▸ TASK: Scale everything from the line containing "Task: point out every instance of the circular" down to the last of the lines below, and give only those lines again, task lines included. Multiply every x and y point coordinate by 1.6 and round each result to a whole number, with halves rounding up.

▸ RAW DATA:
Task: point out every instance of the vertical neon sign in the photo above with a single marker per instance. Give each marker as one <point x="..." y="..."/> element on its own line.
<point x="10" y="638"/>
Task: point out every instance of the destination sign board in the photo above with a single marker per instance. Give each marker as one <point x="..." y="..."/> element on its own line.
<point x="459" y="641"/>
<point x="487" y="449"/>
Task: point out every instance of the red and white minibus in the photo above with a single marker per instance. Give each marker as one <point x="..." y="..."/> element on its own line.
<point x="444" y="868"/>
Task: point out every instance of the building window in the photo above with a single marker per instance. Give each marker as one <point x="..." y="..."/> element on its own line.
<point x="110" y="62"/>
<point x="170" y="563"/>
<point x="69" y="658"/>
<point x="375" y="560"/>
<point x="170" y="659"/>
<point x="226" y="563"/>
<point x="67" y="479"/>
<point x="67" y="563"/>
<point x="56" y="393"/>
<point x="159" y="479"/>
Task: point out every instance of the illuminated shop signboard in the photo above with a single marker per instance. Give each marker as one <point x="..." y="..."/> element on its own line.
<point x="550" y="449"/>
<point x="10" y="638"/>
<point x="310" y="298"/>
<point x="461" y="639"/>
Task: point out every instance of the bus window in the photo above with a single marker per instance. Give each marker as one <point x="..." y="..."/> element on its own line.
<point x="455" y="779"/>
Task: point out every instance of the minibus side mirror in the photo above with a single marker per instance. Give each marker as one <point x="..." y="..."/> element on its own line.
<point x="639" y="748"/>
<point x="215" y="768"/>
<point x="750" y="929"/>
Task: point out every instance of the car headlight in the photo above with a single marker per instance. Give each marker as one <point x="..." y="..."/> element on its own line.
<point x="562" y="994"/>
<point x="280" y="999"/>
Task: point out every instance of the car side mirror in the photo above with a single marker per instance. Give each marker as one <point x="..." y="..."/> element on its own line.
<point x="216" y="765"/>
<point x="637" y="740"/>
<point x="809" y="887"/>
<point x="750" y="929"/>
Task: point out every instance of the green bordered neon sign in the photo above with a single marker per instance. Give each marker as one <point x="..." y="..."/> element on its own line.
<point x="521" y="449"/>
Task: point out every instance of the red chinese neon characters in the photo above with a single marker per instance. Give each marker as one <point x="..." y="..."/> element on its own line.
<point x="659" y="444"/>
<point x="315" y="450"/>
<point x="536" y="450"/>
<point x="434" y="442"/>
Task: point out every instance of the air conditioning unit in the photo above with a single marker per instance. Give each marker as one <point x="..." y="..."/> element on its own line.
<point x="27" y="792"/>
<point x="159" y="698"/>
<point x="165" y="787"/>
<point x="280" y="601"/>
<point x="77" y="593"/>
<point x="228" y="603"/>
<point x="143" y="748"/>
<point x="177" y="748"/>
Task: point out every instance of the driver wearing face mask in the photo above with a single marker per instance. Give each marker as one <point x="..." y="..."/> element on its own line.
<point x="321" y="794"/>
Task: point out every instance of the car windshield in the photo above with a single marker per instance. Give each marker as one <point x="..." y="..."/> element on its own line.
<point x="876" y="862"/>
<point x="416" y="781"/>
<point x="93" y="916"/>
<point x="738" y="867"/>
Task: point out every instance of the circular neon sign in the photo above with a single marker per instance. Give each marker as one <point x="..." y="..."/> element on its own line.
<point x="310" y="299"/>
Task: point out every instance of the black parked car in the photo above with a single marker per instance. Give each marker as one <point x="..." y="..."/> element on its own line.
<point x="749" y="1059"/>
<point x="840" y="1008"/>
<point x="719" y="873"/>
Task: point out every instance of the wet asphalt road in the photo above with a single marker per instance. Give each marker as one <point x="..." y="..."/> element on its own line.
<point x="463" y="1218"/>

▸ RESULT OF THIS EXERCISE:
Task: point out every instance of the circular neon sign in the photo above with a single marker per instance. Give each marker as one <point x="..." y="..."/> element on its own line.
<point x="496" y="478"/>
Task: point out every instance of the black parked car in the photo above with a single marker per instance. Give each marker as one <point x="..." y="..."/> element on its own line.
<point x="1198" y="1694"/>
<point x="1344" y="1613"/>
<point x="1150" y="1397"/>
Task: point out every instance of the wet asphalt road in the photo above with a single marker per instance. Give each marker as one <point x="..." y="..."/> element on its own line.
<point x="741" y="1949"/>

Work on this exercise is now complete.